Adil Hussain spielte im diesjährigen norwegischen Oscar-Beitrag „Was werden die Leute sagen“ von Iram Haq einen Mann, der seine eigene Tochter in ihr Heimatland Pakistan entführt, weil sie anscheinend zu viele Freiheiten genossen hat. Auch in „Schiffbruch mit Tiger (Life of Pi)“ war der indische Theater-Schauspieler und ehemalige Komiker als Vater der Hauptfigur zu sehen. Im Eröffnungsfilm der Indischen Filmtage, HOTEL SALVATION, spielt er aber einmal einen Sohn und dieser muss seinen Vater in die heilige Stadt Benares (auch Varanasi genannt) begleiten, weil er sich in den Kopf gesetzt hat, dass er bald sterben wird. Im Interview mit dem deutschen Bollywood-Magazin ISHQ sprach er 2017 über den Festival-Hit, der in Venedig Premiere feierte.
Benares ist immer ein interessanter, spiritueller Ort als Hintergrund für eine Geschichte, da viele Hindus zum sterben dorthin reisen. Aber westliche Touristen haben immer bestimmte Bilder im Kopf, wenn sie an diesen Ort denken. Bietet der Film vielleicht eine neue Perspektive und was bedeutet der Ort für Sie persönlich?
Benares läuft immer Gefahr, ein sehr exotischer Ort zu werden aus westlicher Sicht. Zur gleichen Zeit ist es aber in gewisser Weise auch ein exotischer Ort für Inder, die noch nie dort waren. Ich erinnere mich daran, wie ich zum ersten Mal in Benares war. Ich war total überwältigt von dem Umfeld, von den reinen Menschenmassen und den Aktivitäten, die im alten Benares stattfanden. Man glaubt, dass es sich dabei um eine der ältesten Städte der Welt handelt. Die Aktivitäten drehen sich dabei nicht nur um den Tod. Verschiedene Gottheiten werden in der Stadt angebetet, insbesondere Shiva. Er ist der Gott der Zerstörung sagt man, aber in gewisser Weise will er sich nicht manifestieren. Es ist also nicht nur für Leute aus dem Westen eine exotische Stadt, glaube ich persönlich. Was einem zuallererst ins Auge fällt, ist der Tod oder die Leichen, die am Flussufer verbrannt werden. Ich war erstaunt, wie viele Menschen das dort am Ganges machen und von der Akzeptanz – aber nicht der Teilnahmslosigkeit – des Todes. Es ist wie bei einer Geburt: Wenn jemand, dem wir sehr nahe stehen, ein Kind bekommt, dann sind wir überglücklich, aber jemandem, den man kaum kennt, sagt man nur: „Ach, okay! Herzlichen Glückwunsch!“ Und so sieht man in Benares den Tod vor den eigenen Augen geschehen. Dann wird einem bewusst, dass es sich um den unvermeidlichsten Moment des Lebens handelt. Für Fremde ist das alles wahrscheinlich sehr exotisch, aber egal wie viele Filme dort angesiedelt sind, es wird immer eine neue Perspektive auf diese Stadt geben. Hunderte Filme spielen in New York oder Los Angeles. Man versucht dann die verschiedenen Aspekte der selben Stadt zu beleuchten. Der Film ist aber nicht an die Ausländer gerichtet. Es geht nicht darum zu zeigen, wie exotisch Benares ist, aber es gibt einfach phänomenale Ereignisse, die dort geschehen. Ich wusste seit meiner Kindheit zwar, dass Menschen zum Sterben nach Benares gehen. (lacht) Aber mir war nicht klar, dass es organisierte Einrichtungen dafür gibt, wo man einchecken kann und wo bestimmte Regeln gelten, die man befolgen muss, um dort zu bleiben. Es gibt etwas in dieser desorganisierten Stadt, was mich trotz des Chaos’ und des Drecks immer aufheitert. Ich kann meinen Finger nicht darauf legen. Vielleicht sind es die Schwingungen einer höheren Ordnung in dieser Stadt, die mich ruhiger machen. Es hilft einem eine innere, tiefere Ruhe zu finden.

**EXTRAHIERTE DATEN**.

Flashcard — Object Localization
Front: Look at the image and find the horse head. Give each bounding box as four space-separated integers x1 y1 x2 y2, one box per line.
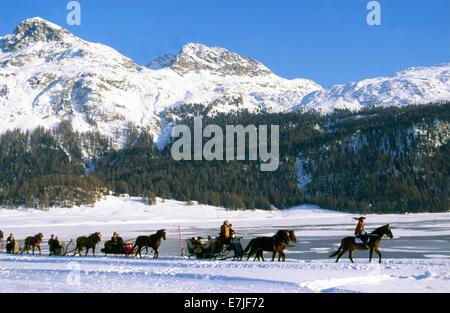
90 232 102 242
288 229 297 243
157 229 166 240
383 224 394 239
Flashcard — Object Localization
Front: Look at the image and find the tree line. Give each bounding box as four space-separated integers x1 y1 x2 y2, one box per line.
0 103 450 213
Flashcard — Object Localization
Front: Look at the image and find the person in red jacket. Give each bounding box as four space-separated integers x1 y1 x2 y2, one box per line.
355 217 369 249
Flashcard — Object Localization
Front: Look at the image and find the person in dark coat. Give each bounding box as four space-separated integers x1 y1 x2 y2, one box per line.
47 234 55 256
53 237 62 255
111 232 123 253
6 234 16 253
355 217 369 249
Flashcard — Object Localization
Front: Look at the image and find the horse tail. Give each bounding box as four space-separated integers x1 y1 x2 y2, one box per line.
244 239 255 253
329 242 342 258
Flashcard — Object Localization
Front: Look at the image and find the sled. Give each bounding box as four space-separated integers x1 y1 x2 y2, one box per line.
100 241 136 257
185 238 244 260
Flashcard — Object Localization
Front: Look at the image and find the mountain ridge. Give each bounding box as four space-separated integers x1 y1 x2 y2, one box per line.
0 17 450 147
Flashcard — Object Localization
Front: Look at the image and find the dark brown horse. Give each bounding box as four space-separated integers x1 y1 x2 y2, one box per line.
272 229 297 262
25 233 44 255
73 232 102 256
330 224 394 263
133 229 166 259
244 230 290 261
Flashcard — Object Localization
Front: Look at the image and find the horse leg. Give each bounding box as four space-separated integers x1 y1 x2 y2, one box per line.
336 249 347 263
375 249 381 263
348 250 355 263
258 249 265 262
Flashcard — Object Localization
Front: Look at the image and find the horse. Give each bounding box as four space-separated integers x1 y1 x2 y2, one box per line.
330 224 394 263
244 230 290 262
25 233 44 255
133 229 166 259
73 232 102 257
272 229 297 262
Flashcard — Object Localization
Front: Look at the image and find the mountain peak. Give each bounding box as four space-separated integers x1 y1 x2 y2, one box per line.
2 17 72 52
147 42 272 76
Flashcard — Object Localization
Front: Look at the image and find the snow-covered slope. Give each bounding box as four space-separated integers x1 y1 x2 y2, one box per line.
0 18 320 144
0 17 450 146
294 63 450 113
0 196 450 292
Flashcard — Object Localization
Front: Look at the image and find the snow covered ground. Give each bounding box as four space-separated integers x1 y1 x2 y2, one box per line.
0 197 450 292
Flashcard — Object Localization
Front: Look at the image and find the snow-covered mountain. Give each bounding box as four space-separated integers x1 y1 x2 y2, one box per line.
0 18 450 145
293 63 450 113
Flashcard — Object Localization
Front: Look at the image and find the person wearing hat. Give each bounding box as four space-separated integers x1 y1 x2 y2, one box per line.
6 233 16 253
355 216 369 249
47 234 55 256
111 232 123 256
220 220 231 244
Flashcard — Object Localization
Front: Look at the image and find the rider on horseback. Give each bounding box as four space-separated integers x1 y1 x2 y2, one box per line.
354 216 369 249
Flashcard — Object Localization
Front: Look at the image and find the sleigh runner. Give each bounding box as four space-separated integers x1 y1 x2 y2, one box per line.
185 237 244 260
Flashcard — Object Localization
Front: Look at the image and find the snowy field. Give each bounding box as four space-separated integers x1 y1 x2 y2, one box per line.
0 197 450 293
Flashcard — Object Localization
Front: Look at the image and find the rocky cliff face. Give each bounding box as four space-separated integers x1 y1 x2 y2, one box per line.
0 18 450 146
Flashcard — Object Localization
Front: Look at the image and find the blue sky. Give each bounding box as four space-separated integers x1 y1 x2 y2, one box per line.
0 0 450 87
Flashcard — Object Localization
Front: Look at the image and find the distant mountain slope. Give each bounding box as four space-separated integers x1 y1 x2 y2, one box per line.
294 63 450 113
0 17 450 147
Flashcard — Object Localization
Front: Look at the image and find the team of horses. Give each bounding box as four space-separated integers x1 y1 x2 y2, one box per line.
12 224 394 263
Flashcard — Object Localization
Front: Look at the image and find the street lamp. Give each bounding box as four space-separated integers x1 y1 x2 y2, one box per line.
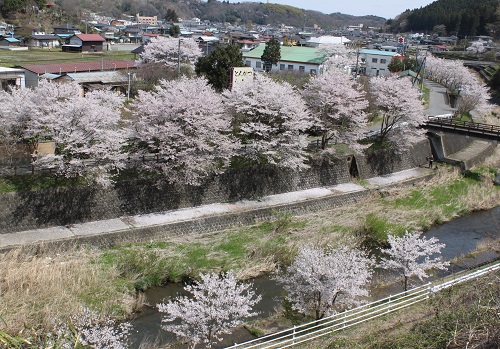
127 72 130 102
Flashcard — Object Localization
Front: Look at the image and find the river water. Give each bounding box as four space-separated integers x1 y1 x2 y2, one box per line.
131 206 500 348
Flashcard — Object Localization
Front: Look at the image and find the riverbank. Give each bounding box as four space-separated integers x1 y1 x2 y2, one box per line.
0 150 500 342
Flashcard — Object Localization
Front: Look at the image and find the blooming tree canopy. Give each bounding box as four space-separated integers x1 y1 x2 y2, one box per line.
139 36 201 68
303 69 368 149
425 56 493 114
157 271 261 348
131 77 235 185
380 231 449 291
370 75 426 149
276 246 372 319
0 80 126 185
224 74 311 169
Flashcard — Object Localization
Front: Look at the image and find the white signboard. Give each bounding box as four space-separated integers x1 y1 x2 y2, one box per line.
231 67 253 88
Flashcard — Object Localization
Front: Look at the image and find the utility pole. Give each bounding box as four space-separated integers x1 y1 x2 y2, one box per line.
177 38 181 79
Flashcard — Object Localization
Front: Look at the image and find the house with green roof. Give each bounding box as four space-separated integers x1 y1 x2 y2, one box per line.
243 44 326 75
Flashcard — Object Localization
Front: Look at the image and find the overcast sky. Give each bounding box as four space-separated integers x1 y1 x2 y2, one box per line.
225 0 434 19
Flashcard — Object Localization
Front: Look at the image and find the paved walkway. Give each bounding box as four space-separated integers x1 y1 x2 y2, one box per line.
0 167 432 249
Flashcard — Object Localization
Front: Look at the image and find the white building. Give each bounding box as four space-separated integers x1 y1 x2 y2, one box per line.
0 67 26 90
243 44 326 75
359 49 400 76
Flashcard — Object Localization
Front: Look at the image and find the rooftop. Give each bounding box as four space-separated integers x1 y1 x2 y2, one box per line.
21 59 135 75
243 45 326 64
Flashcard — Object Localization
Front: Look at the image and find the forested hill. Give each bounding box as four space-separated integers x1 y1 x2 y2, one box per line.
0 0 386 29
391 0 500 37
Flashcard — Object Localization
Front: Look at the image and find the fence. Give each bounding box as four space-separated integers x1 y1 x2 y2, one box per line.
228 262 500 349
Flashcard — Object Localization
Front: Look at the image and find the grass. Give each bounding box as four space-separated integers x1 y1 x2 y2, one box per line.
300 272 500 349
0 150 500 334
0 49 134 68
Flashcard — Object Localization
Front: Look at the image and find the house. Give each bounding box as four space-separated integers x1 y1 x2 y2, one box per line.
20 59 136 87
359 49 400 76
243 45 326 75
306 35 351 47
54 24 81 35
136 14 158 25
0 37 22 50
53 70 129 95
0 67 26 90
62 34 106 52
27 34 60 49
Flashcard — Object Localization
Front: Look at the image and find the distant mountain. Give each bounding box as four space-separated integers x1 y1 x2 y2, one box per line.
388 0 500 37
0 0 386 29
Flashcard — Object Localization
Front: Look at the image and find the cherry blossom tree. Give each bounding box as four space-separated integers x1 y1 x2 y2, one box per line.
380 231 449 291
131 77 235 185
139 36 202 73
425 56 493 114
0 81 126 185
303 69 368 149
157 271 261 348
0 89 38 169
276 246 372 319
224 74 311 169
370 75 426 149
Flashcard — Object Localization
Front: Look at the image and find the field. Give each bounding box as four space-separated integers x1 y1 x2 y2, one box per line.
0 46 135 68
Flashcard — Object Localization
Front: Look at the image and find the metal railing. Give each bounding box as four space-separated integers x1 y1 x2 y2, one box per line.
227 262 500 349
425 115 500 137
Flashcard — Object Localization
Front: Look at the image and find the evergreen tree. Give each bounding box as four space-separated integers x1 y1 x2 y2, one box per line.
195 44 244 91
165 9 179 22
260 38 281 72
387 56 403 73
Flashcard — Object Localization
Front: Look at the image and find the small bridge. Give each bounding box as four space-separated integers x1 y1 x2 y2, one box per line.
423 118 500 142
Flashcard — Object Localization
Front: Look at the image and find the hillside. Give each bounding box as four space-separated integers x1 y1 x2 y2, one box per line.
0 0 386 29
389 0 500 38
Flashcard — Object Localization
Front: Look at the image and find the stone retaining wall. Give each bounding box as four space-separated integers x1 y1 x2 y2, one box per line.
0 174 434 254
0 137 460 234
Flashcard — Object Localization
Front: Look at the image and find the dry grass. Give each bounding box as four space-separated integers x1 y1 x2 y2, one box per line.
0 247 135 332
0 150 500 332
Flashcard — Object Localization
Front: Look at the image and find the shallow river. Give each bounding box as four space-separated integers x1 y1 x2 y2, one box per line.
128 206 500 348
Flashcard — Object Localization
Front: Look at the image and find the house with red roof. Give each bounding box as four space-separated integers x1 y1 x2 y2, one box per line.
62 34 106 52
19 59 136 87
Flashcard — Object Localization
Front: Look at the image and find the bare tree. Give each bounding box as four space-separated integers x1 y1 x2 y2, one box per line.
157 271 261 348
380 231 449 291
370 75 426 148
276 246 372 319
303 68 368 150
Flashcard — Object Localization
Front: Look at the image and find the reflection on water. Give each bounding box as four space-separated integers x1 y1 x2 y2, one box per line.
128 206 500 348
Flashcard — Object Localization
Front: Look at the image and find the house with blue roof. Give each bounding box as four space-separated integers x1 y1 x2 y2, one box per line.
0 37 21 49
243 44 327 75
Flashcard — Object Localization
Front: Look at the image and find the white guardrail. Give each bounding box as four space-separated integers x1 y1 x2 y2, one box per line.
227 262 500 349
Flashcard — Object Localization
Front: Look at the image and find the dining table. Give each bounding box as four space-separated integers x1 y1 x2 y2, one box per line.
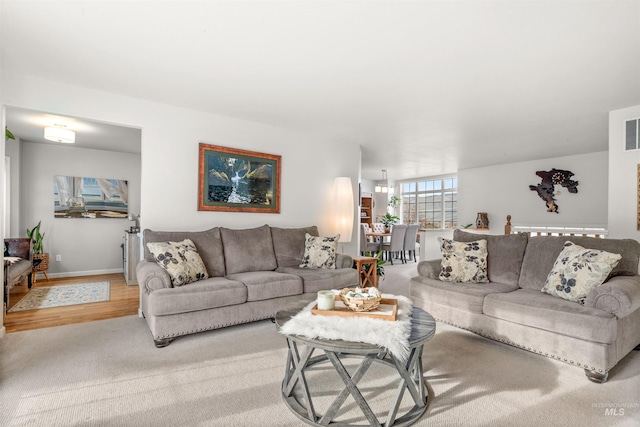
366 231 391 251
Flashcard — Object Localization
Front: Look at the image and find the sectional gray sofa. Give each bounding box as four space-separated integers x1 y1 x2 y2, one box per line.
136 225 358 347
410 230 640 382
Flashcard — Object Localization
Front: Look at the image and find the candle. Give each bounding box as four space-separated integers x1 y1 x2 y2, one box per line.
318 291 335 310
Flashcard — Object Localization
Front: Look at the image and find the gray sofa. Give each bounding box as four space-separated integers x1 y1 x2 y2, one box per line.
410 230 640 382
136 225 358 347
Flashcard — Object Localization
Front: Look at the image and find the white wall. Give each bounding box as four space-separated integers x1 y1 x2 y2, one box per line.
2 73 360 254
458 151 609 234
608 105 640 240
20 141 140 277
5 138 21 237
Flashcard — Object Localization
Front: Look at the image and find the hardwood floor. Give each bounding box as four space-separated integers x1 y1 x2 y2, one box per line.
4 273 140 333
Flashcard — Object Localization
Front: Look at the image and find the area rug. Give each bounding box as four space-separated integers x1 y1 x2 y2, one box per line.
9 282 111 313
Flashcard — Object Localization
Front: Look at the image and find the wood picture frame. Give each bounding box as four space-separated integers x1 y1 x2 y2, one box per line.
198 143 281 213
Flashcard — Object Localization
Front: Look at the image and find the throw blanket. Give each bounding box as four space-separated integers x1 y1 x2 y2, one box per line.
280 294 413 363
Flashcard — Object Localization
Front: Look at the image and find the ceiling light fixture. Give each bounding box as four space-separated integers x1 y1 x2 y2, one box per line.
374 169 393 193
44 123 76 144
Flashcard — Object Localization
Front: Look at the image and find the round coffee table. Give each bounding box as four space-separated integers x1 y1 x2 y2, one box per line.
276 307 436 427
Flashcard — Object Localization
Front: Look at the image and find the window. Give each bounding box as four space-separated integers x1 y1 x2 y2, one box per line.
400 176 458 229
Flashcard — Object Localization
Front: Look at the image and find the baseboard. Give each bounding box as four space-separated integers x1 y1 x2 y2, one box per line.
38 268 124 280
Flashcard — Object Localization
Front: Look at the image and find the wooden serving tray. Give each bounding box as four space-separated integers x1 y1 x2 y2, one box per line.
311 295 398 321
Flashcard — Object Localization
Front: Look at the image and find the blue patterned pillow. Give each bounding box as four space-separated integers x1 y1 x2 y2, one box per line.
438 237 489 283
542 242 622 303
147 239 209 286
300 233 340 269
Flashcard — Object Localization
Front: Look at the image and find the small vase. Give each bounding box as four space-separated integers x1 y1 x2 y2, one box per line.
476 212 489 228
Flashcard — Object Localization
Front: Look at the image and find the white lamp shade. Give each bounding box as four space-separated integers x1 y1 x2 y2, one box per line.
44 127 76 144
334 176 355 242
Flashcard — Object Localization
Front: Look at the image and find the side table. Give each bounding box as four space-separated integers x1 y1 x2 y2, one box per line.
351 255 378 288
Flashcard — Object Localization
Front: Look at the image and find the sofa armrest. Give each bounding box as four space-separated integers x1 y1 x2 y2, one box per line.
336 254 353 268
136 260 173 294
418 259 441 280
584 276 640 318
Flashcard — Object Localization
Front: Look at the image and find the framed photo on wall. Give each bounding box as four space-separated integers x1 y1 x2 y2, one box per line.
198 143 281 213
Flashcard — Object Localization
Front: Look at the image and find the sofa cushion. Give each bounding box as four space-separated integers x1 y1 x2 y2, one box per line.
300 233 340 269
143 227 225 277
271 225 319 267
520 236 640 291
220 225 278 275
145 277 247 316
484 289 617 347
438 237 489 283
542 242 622 302
227 271 302 302
147 239 209 286
276 267 358 293
453 229 528 285
411 276 518 314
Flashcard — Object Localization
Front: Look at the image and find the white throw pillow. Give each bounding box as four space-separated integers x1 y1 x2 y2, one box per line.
438 237 489 283
542 242 622 302
147 239 209 286
300 233 340 269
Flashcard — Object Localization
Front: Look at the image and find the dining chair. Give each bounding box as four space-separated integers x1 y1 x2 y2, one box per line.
403 224 420 262
382 224 407 265
371 222 384 233
360 224 380 255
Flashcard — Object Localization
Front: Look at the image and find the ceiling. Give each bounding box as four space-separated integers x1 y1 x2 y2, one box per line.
0 0 640 180
6 107 141 154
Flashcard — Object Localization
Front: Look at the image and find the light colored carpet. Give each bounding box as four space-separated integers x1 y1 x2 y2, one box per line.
9 282 111 313
0 265 640 427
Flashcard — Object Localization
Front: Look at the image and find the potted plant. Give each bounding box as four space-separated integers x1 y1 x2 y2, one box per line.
27 221 49 283
363 251 387 287
380 212 400 232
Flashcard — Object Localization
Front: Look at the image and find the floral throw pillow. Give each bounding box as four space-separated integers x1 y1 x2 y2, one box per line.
542 242 622 303
300 233 340 269
147 239 209 286
438 237 489 283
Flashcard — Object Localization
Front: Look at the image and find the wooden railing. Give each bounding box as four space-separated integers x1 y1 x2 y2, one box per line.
504 215 609 239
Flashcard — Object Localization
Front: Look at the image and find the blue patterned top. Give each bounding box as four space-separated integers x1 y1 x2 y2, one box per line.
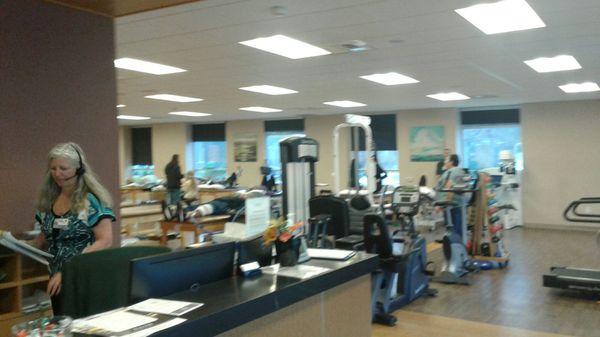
35 193 116 275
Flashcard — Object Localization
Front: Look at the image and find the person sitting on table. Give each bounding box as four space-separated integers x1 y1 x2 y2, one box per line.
34 143 116 315
163 190 266 222
181 171 198 202
185 190 265 218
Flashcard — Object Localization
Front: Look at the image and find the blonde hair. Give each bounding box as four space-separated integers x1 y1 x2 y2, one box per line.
37 142 112 213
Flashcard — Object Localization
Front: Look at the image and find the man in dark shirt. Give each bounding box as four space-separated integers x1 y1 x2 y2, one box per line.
165 154 183 205
435 148 450 180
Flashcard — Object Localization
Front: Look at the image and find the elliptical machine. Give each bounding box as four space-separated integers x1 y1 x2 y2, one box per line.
432 176 479 285
363 187 437 326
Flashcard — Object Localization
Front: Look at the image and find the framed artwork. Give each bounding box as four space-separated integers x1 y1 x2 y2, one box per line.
409 125 446 162
233 135 257 162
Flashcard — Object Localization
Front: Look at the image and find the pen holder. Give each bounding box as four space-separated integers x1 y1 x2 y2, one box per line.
11 316 73 337
275 238 300 267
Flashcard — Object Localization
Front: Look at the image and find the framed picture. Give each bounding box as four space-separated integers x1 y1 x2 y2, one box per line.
233 135 257 162
409 125 446 162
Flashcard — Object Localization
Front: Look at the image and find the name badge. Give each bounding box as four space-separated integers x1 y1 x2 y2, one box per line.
52 218 69 229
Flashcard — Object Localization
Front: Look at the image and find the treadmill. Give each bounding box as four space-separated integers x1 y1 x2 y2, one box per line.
544 197 600 294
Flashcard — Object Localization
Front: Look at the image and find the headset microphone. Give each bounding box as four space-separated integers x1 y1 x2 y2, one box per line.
65 144 85 181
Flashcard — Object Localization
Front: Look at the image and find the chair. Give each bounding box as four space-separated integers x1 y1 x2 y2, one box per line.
237 235 273 267
363 213 437 325
59 246 171 318
308 195 350 239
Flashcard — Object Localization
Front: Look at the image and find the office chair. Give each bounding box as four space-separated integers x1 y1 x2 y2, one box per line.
60 246 171 318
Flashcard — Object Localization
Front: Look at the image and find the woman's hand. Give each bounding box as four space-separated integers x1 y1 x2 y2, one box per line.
46 272 62 296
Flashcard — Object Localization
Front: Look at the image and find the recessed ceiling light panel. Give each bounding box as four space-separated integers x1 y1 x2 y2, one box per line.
144 94 203 103
240 106 282 113
323 101 367 108
427 92 471 101
117 115 150 121
360 72 419 85
559 82 600 94
169 111 212 117
240 85 298 95
523 55 581 73
239 35 331 60
114 57 187 75
455 0 546 35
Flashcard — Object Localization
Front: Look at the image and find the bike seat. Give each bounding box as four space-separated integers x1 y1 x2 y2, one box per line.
433 200 458 207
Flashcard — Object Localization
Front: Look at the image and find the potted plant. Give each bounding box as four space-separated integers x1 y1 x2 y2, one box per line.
263 217 304 267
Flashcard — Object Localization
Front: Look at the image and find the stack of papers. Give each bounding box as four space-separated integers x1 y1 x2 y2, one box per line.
73 298 204 337
307 248 356 261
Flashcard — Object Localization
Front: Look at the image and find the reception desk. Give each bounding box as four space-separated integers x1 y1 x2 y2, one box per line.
75 252 378 337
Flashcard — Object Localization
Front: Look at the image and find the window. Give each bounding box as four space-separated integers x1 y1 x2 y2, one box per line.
265 119 305 184
192 124 227 181
192 141 227 181
460 109 523 170
461 124 523 170
265 131 304 184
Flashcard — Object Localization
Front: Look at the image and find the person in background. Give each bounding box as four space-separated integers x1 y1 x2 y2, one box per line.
437 154 467 237
435 148 450 180
181 171 198 202
35 143 115 315
373 150 387 193
165 154 183 205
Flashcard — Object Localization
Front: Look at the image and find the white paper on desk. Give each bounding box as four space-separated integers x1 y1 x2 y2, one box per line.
306 248 356 260
261 264 331 279
75 309 157 333
121 318 185 337
128 298 204 316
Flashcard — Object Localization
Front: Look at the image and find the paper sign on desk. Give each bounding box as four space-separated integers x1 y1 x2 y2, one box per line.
73 309 158 336
261 264 331 280
128 298 204 316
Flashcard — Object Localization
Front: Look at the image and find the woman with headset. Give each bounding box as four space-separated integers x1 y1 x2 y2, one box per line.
35 143 115 314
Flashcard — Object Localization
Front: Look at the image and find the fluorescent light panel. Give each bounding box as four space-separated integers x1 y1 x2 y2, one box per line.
239 35 331 60
240 106 282 113
169 111 212 117
455 0 546 35
427 92 471 101
559 82 600 94
360 72 419 85
523 55 581 73
145 94 203 103
117 115 150 121
240 85 298 95
115 57 187 75
323 101 367 108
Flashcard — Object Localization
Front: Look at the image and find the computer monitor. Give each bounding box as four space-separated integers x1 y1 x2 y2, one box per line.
129 242 235 303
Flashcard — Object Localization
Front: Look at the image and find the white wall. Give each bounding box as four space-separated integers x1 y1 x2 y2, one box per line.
119 126 131 185
521 100 600 227
225 120 265 187
152 123 190 179
396 109 459 186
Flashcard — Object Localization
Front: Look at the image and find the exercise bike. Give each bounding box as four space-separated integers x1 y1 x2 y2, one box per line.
364 187 437 326
543 197 600 296
432 178 478 285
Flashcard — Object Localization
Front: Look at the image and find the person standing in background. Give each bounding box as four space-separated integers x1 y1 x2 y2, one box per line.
165 154 183 205
34 143 115 315
435 148 450 180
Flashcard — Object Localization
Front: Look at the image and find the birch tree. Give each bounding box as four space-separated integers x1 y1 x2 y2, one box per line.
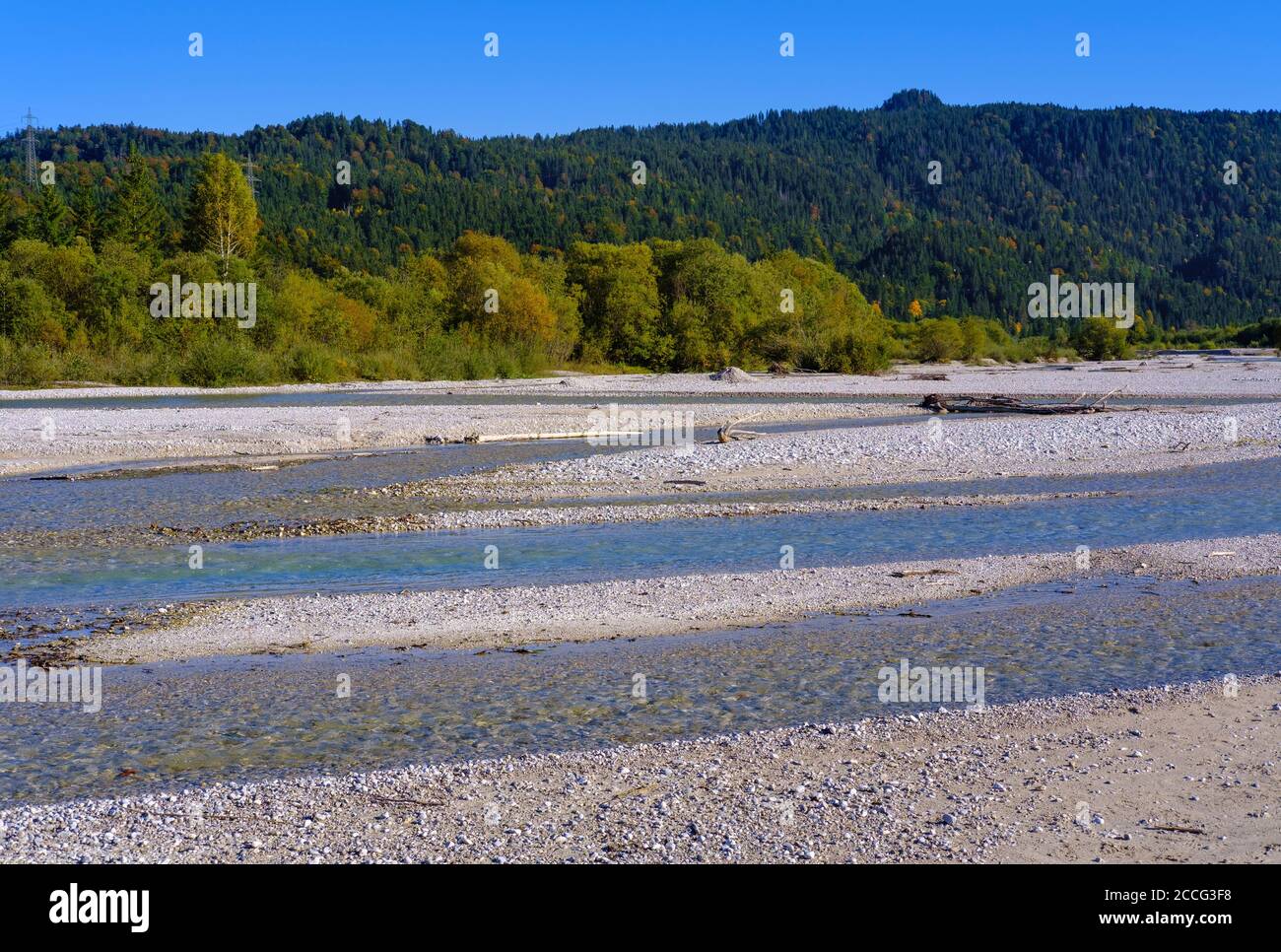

**ÜBUNGSAUFGABEN**.
1. Gib den Teil des Interviews über Benares zwischen „Benares ist immer“ und „für Sie persönlich?“ einschließlich wieder und tausche dabei „westliche Touristen“ gegen „ausländische Besucher“.
2. Nimm das Interview über Benares nach seinem letzten Satz wieder auf und führe es fort.
Das Material spielt hierfür keine Rolle.

**SCHRIFTLICHE ANTWORTEN**.
1.
Benares ist immer ein interessanter, spiritueller Ort als Hintergrund für eine Geschichte, da viele Hindus zum sterben dorthin reisen. Aber ausländische Besucher haben immer bestimmte Bilder im Kopf, wenn sie an diesen Ort denken. Bietet der Film vielleicht eine neue Perspektive und was bedeutet der Ort für Sie persönlich?

2.
Glauben Sie, dass man in Indien vielleicht lockerer mit dem Thema Tod umgeht?
Wir sind vielleicht lockerer, aber wir sind bei weitem nicht die einzige Nation, die da entspannter herangeht. Ein Todesfall hinterlässt natürlich immer eine tiefe Narbe bei den Leuten. Aber da wir grundsätzlich an die Idee von Reinkarnation glauben, ob wir das intellektuell akzeptieren oder nicht, irgendwo ganz tief in uns drin wurde diese Vorstellung an uns weitergegeben, dass der Tod nicht das Ende der Geschichte ist, sondern sozusagen ein Fenster in eine andere Dimension. Ich glaube, das ist ein genereller Glaube, der innerhalb der indischen Bevölkerung existiert, ob man nun Hindu ist oder Muslim. Ich bin in einer muslimischen Familie aufgewachsen und trotzdem glaube ich daran. Wenn man grundsätzlich an so etwas glaubt, geht man vielleicht etwas lockerer damit um. (lacht) Aber es ist dennoch für niemanden auf der ganzen Welt eine Sache, mit der man leicht umgehen kann – da sind wir als Inder nicht anders.
Der Film ist außerdem von einem sehr jungen Regisseur. Waren Sie überrascht, dass er sich schon so viele Gedanken darüber gemacht hatte?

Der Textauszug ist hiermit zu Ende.